### WORK TO COMPLETE
A - Reproduce the passage on Loftus and repression from "If you read this paper (and" up to and including "terms of dissociation.".
B - Write the next part of the passage on Loftus and repression, picking up after its final sentence.
PAGE TEXT: Begin
If you read this paper (and I strongly encourage you to do so, especially if you are presenting this issue to others), you will find that Loftus devotes most of it to attacking the construct of repression. If you read this paper, you will probably find it interesting and ironic that Loftus, after her sustained attack on the construct of repression, uses it to explain the recovered memories of her own study's subjects. If you read this paper and some of the other works cited on this page, you will understand that experts in psychological trauma would not explain the recovered memories of her research subjects in that way, but in terms of dissociation.

Here are the findings at issue:

"Forgetting was associated with a different quality of memory, compared to those who did not forget. Forgetting was associated with a current memory that was deteriorated in some respects. The deteriorated memory was less clear; it contained less of a 'picture,' and the remembered intensity of feelings at the time of the abuse was less" (p.79).
PAGE TEXT: End
RECORD EXCERPTS: Begin
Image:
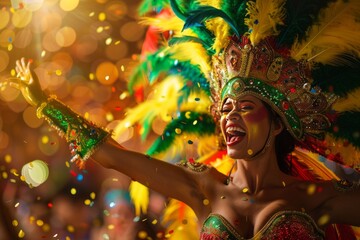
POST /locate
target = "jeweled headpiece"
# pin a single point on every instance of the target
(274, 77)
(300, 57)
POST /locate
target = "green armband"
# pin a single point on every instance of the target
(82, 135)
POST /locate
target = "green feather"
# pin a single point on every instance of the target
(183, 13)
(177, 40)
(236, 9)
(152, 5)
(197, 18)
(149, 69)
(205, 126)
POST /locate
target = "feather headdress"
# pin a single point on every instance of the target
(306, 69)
RECORD EXCERPTS: End
RECORD EXCERPTS: Begin
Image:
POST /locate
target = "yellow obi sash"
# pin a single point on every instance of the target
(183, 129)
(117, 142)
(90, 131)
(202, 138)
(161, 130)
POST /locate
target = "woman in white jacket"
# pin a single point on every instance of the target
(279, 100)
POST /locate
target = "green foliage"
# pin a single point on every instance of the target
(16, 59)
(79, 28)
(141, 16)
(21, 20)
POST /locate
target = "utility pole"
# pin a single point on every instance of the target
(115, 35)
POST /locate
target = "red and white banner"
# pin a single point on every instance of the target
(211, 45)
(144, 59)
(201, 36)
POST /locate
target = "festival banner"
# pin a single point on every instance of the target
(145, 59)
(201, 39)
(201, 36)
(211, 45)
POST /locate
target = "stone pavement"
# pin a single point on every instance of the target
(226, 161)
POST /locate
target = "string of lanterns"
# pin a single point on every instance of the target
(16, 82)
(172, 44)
RECORD EXCERPTS: End
### PER-TASK ANSWERS
A -
If you read this paper (and I strongly encourage you to do so, especially if you are presenting this issue to others), you will find that Loftus devotes most of it to attacking the construct of repression. If you read this paper, you will probably find it interesting and ironic that Loftus, after her sustained attack on the construct of repression, uses it to explain the recovered memories of her own study's subjects. If you read this paper and some of the other works cited on this page, you will understand that experts in psychological trauma would not explain the recovered memories of her research subjects in that way, but in terms of dissociation.

B -
Notice the use of the word "deteriorated" to describe memory characteristics that most trauma specialists would describe as "dissociative." The principle that initially whole memories deteriorate over time is derived from research on nontraumatic memory. In contrast, just as dissociation involves a fragmentation of experience during abuse, subsequent memories tend to appear as fragments too – from the beginning. Thus, if a subject had dissociated during the abuse experience, such fragmentation would likely cause her memory to be "less clear," and to involve less of a "picture." Further, dissociative fragmentation during abuse typically involves a defensive attempt to split (dis-associate) physical and emotional pain from one's conscious experience. This could explain the finding that the women who had forgotten for some time, compared to those who had not, remembered the intensity of their feelings being less during the abuse. But Loftus and her colleagues, understandably wedded to their traditional model of memory and either unable or unwilling to apply the construct of dissociation, can only characterize such memories as "deteriorated."

Ironically, this leads Loftus to use repression as an explanation for these lost memories – though no psychological trauma expert would do so:

"Suppose instead we define repression more conservatively. . . . Just under one fifth of the women reported that they forgot the abuse for a period of time and later regained the memory. One could argue that this means that robust repression was not especially prevalent in our sample" (p.80).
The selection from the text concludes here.